_GIVEN TASK:_
Could you quote the entries below verbatim, beginning with their very first line and stopping after the line that contains "[21,274,41,314]"?
— start of INPUT DATA —
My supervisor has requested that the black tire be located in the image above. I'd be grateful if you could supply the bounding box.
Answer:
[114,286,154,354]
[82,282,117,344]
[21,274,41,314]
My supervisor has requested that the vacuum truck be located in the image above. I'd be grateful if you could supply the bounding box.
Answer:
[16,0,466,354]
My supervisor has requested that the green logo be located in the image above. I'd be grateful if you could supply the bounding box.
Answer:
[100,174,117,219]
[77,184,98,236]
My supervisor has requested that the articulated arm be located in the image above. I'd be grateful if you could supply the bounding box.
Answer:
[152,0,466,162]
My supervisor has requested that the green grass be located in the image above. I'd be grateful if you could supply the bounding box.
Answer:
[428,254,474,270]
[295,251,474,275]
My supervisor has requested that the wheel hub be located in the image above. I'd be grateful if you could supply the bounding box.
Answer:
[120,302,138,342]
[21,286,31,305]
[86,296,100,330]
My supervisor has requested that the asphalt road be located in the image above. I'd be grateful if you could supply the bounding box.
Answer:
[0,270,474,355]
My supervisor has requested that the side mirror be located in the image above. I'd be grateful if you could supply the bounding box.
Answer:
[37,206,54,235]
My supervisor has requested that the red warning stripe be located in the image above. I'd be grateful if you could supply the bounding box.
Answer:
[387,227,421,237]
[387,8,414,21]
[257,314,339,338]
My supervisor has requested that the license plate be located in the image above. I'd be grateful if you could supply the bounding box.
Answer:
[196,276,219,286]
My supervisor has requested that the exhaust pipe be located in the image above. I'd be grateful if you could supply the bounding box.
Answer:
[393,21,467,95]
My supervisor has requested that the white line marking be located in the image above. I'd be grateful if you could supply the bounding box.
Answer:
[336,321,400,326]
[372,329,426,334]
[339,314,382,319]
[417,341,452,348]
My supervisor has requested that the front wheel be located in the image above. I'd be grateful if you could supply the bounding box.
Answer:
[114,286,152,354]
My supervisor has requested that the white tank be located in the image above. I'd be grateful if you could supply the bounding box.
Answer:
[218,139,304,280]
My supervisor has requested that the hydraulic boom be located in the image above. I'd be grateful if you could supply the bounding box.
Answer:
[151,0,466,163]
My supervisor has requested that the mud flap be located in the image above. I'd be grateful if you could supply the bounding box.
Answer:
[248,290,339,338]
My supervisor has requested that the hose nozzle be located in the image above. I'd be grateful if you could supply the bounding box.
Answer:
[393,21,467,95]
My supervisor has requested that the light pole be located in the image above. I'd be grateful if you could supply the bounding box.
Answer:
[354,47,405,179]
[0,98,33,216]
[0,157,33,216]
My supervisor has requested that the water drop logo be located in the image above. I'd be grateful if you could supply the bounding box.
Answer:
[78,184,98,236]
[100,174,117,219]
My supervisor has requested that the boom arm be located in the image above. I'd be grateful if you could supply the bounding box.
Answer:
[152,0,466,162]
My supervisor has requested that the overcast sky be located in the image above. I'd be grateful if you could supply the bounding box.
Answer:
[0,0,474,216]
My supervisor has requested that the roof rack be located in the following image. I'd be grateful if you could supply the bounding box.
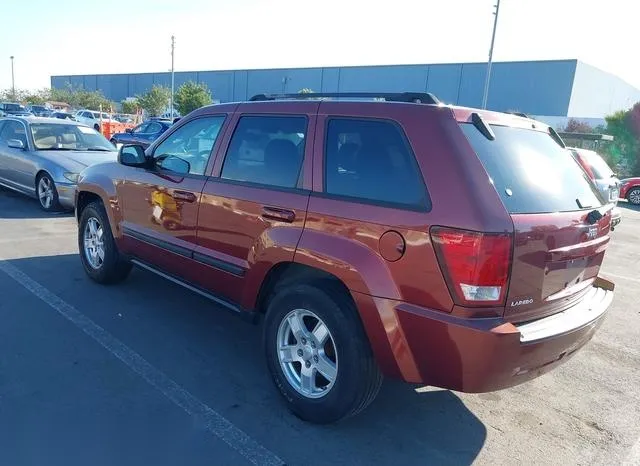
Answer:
[249,92,440,104]
[506,112,531,119]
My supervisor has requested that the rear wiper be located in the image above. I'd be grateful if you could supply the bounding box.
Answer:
[549,126,567,149]
[36,147,77,150]
[471,112,496,141]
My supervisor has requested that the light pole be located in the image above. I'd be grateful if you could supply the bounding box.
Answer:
[482,0,500,108]
[169,36,176,119]
[9,55,16,100]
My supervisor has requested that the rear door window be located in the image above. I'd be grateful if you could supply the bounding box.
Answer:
[324,118,430,210]
[460,123,603,214]
[221,116,307,188]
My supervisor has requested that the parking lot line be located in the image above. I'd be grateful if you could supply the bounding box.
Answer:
[622,437,640,466]
[0,257,285,465]
[602,272,640,283]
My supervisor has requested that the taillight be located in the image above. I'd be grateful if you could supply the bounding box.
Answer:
[431,227,512,306]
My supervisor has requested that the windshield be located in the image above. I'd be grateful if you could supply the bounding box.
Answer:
[460,123,603,214]
[578,150,614,180]
[31,123,115,151]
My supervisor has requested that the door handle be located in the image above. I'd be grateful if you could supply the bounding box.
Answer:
[262,206,296,223]
[171,191,196,202]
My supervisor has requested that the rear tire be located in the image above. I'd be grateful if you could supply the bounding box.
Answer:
[263,281,382,424]
[78,202,132,284]
[627,187,640,205]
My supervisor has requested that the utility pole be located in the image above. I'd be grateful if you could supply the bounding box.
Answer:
[9,55,16,100]
[169,36,176,120]
[482,0,500,109]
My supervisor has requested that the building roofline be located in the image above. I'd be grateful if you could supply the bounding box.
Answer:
[50,58,580,78]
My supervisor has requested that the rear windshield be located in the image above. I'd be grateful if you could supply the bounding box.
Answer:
[460,123,603,214]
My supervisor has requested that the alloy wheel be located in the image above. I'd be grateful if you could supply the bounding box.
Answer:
[82,217,105,270]
[276,309,338,399]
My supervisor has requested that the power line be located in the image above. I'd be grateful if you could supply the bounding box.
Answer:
[482,0,500,108]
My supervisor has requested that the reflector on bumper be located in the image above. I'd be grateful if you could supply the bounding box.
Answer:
[516,277,614,343]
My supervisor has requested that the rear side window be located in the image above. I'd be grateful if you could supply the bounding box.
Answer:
[324,118,430,210]
[221,116,307,188]
[460,123,602,214]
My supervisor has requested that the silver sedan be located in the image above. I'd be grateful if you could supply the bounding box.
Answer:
[0,117,118,211]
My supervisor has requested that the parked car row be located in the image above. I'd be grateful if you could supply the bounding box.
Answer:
[0,93,640,423]
[0,116,117,211]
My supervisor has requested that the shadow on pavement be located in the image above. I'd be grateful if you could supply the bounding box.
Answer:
[0,255,487,465]
[0,186,73,219]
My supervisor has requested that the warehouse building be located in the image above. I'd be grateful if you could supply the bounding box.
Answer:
[51,60,640,125]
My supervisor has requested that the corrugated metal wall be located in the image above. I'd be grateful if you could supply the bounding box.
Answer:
[51,60,577,116]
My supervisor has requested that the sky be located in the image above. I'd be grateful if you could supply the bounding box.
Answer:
[0,0,640,89]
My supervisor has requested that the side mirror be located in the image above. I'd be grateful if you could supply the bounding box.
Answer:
[7,139,25,150]
[118,144,149,167]
[160,155,191,175]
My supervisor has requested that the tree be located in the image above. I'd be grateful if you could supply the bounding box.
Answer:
[175,81,212,116]
[602,104,640,173]
[121,100,140,115]
[564,118,593,133]
[136,85,171,116]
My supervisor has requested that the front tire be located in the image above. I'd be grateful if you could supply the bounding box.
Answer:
[78,202,131,284]
[627,188,640,205]
[36,173,60,212]
[263,281,382,424]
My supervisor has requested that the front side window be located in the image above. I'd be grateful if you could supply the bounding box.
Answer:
[30,123,115,152]
[144,123,162,134]
[153,115,225,175]
[0,121,27,147]
[324,118,429,210]
[221,116,307,188]
[131,123,149,134]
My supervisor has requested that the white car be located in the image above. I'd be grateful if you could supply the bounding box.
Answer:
[73,110,117,132]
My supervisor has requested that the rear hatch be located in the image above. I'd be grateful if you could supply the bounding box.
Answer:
[460,119,612,322]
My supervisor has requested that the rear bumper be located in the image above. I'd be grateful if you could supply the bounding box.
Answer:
[358,278,613,393]
[611,206,622,228]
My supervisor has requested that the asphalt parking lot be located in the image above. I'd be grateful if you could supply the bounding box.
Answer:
[0,188,640,466]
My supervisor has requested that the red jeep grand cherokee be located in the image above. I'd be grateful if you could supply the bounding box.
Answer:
[76,93,613,423]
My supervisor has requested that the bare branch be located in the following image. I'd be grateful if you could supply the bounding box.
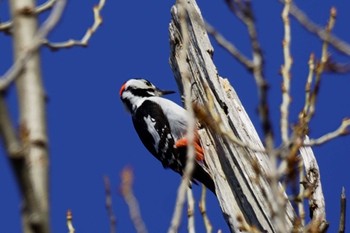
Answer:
[305,118,350,146]
[120,168,147,233]
[297,159,305,226]
[280,0,293,144]
[286,0,350,56]
[66,210,75,233]
[0,0,66,91]
[199,185,213,233]
[205,22,254,71]
[300,136,328,228]
[306,8,336,123]
[43,0,106,50]
[103,176,116,233]
[338,187,346,233]
[0,0,56,33]
[225,0,274,153]
[5,0,66,233]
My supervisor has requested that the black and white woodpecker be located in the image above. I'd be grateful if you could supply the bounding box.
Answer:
[119,79,215,193]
— end of INPUT DATA —
_ANSWER TO THE EXERCISE:_
My supervisor has requested that the black tire be located in the image above. I'd be grateful if you could supply the bounding box.
Answer:
[114,286,154,354]
[82,282,117,344]
[21,274,41,314]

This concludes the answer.